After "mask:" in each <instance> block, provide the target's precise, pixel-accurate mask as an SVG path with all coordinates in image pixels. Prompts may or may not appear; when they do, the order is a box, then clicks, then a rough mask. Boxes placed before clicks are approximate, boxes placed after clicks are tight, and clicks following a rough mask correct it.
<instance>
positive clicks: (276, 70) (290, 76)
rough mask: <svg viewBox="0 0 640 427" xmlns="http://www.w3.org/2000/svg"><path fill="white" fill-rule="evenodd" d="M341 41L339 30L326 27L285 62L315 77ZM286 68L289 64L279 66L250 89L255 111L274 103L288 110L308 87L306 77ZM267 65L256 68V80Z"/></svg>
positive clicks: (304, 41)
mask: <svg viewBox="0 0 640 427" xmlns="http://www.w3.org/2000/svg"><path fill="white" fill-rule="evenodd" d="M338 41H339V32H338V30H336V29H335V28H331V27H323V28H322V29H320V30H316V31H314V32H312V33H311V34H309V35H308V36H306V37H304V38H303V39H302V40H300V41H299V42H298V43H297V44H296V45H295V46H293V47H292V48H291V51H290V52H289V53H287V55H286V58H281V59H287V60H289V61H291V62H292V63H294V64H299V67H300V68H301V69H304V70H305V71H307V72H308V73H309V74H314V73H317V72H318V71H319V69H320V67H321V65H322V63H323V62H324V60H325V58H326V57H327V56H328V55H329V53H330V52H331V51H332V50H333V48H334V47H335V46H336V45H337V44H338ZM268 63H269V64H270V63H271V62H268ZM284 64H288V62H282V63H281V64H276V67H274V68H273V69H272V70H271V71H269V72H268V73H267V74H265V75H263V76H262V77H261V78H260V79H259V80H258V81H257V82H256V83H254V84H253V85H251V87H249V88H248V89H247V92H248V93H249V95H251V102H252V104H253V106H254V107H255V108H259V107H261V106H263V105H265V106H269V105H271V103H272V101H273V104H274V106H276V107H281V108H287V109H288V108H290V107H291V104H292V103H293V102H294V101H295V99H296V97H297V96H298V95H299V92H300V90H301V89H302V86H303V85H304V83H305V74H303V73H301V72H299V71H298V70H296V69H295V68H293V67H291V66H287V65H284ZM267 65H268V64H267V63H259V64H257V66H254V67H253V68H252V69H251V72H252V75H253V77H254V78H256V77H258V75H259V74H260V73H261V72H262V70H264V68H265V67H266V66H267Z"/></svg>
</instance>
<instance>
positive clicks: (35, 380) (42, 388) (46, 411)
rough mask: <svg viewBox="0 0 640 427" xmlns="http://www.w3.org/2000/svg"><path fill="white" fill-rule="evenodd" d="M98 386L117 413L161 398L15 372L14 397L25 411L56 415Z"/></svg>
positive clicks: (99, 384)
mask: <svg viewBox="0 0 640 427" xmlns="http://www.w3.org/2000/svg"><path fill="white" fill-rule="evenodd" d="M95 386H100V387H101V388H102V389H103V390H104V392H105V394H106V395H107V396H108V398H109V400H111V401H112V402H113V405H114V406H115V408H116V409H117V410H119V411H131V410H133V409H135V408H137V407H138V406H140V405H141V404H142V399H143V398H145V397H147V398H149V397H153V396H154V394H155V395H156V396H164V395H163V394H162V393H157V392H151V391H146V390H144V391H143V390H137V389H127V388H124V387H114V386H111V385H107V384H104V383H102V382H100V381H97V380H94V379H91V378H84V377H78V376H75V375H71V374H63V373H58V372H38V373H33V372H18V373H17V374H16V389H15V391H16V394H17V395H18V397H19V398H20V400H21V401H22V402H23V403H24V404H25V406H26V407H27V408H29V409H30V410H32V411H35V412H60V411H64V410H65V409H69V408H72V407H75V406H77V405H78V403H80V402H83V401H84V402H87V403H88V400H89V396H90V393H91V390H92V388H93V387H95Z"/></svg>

--*--

Your goal: Give the data again exactly, line for line.

Answer below:
After "mask:" in each <instance> block, provide the target's precise, pixel-accurate mask as an SVG path with all coordinates in image pixels. Prompts may or may not appear; when they do, the order is a box, then clicks, then a rough mask. Boxes placed before clicks are approximate, boxes placed after clicks are tight, and clicks following a rough mask correct it.
<instance>
positive clicks: (276, 70) (290, 76)
rough mask: <svg viewBox="0 0 640 427" xmlns="http://www.w3.org/2000/svg"><path fill="white" fill-rule="evenodd" d="M341 41L339 30L326 27L285 62L315 77ZM286 68L289 64L279 66L250 89L255 111L274 103L288 110L308 87L306 77ZM267 65L256 68V80Z"/></svg>
positive clicks: (304, 41)
mask: <svg viewBox="0 0 640 427" xmlns="http://www.w3.org/2000/svg"><path fill="white" fill-rule="evenodd" d="M338 41H339V32H338V30H336V29H335V28H331V27H323V28H322V29H320V30H316V31H314V32H312V33H311V34H309V35H308V36H306V37H304V38H303V39H302V40H300V41H299V42H298V43H297V44H296V45H295V46H293V47H292V48H291V51H290V52H289V53H287V55H286V58H281V59H287V60H289V61H291V62H292V63H294V64H299V67H300V68H301V69H304V70H305V71H307V72H308V73H309V74H314V73H317V72H318V71H319V69H320V67H321V65H322V63H323V62H324V60H325V58H326V57H327V56H328V55H329V53H330V52H331V51H332V50H333V48H334V47H335V46H336V45H337V44H338ZM268 63H269V64H270V63H271V62H268ZM284 64H288V62H282V63H281V64H276V67H274V68H273V69H272V70H271V71H269V72H268V73H267V74H265V75H263V76H262V77H261V78H260V79H259V80H258V81H257V82H256V83H254V84H253V85H251V87H249V88H248V89H247V92H248V93H249V95H251V102H252V104H253V106H254V107H255V108H259V107H261V106H263V105H265V106H269V105H271V103H272V101H273V104H274V106H276V107H281V108H287V109H288V108H290V107H291V104H292V103H293V102H294V101H295V99H296V97H297V96H298V95H299V92H300V90H301V89H302V86H303V85H304V83H305V74H303V73H301V72H299V71H298V70H296V69H295V68H293V67H291V66H287V65H284ZM267 65H268V64H267V63H259V64H257V66H254V67H253V68H252V69H251V72H252V75H253V77H254V78H256V77H258V75H259V74H260V73H261V72H262V70H264V68H265V67H266V66H267Z"/></svg>
</instance>
<instance>
positive clicks: (35, 380) (42, 388) (46, 411)
rough mask: <svg viewBox="0 0 640 427" xmlns="http://www.w3.org/2000/svg"><path fill="white" fill-rule="evenodd" d="M98 386L117 413L161 398L15 372L14 397L25 411L56 415Z"/></svg>
positive clicks: (99, 384)
mask: <svg viewBox="0 0 640 427" xmlns="http://www.w3.org/2000/svg"><path fill="white" fill-rule="evenodd" d="M95 386H100V387H101V388H102V389H103V390H104V392H105V394H106V395H107V396H108V398H109V400H111V401H112V402H113V405H114V406H115V408H116V409H117V410H119V411H131V410H133V409H135V408H137V407H138V406H140V405H141V404H142V399H143V398H145V397H147V398H149V397H153V396H154V394H155V395H156V396H164V395H163V394H162V393H157V392H151V391H146V390H144V391H143V390H137V389H127V388H124V387H114V386H111V385H107V384H104V383H102V382H100V381H97V380H94V379H91V378H84V377H78V376H75V375H71V374H63V373H58V372H38V373H33V372H18V373H17V374H16V389H15V391H16V394H17V395H18V397H19V398H20V400H21V401H22V402H23V403H24V404H25V406H26V407H27V408H29V409H30V410H32V411H35V412H60V411H64V410H65V409H69V408H72V407H75V406H77V405H78V403H80V402H83V401H84V402H87V403H88V400H89V396H90V393H91V390H92V388H93V387H95Z"/></svg>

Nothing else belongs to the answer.